Required work => Please list every line of the entries below that contains the string "pink". Case counts.

Dataset records =>
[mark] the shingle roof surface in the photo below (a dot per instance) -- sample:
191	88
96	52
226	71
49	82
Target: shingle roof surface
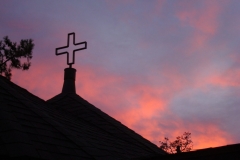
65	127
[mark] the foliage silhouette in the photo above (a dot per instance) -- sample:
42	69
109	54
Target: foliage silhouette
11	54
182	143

==

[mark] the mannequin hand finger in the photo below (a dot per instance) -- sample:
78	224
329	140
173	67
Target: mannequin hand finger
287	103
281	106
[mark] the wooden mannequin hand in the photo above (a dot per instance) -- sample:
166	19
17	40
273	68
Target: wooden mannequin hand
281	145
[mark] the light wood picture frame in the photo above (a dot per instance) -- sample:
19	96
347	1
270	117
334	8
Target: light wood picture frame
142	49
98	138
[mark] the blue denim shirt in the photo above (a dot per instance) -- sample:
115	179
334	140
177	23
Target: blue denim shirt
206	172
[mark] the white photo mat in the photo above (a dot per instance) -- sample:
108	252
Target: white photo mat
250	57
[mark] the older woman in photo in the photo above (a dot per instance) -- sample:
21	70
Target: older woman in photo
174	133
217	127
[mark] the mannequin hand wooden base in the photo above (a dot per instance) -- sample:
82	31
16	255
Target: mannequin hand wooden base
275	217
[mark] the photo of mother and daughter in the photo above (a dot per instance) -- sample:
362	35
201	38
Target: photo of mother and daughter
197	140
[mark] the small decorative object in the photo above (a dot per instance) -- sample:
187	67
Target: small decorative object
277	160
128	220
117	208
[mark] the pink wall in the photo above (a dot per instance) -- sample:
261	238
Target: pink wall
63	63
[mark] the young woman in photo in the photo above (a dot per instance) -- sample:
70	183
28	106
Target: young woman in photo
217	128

* * *

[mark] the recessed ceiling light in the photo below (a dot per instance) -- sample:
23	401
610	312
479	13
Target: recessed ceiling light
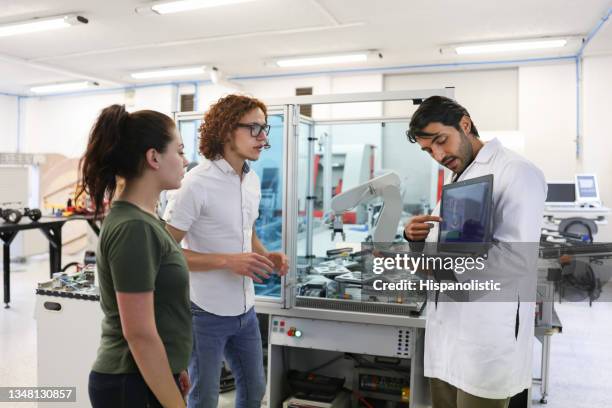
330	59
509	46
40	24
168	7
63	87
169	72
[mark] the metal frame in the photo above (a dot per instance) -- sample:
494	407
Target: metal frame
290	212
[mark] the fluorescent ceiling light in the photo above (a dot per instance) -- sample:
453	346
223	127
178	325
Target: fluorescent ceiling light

Reply to the exercise =>
[mark] the pink wall in the photo above (a dot per instance) -- sample:
Target: pink wall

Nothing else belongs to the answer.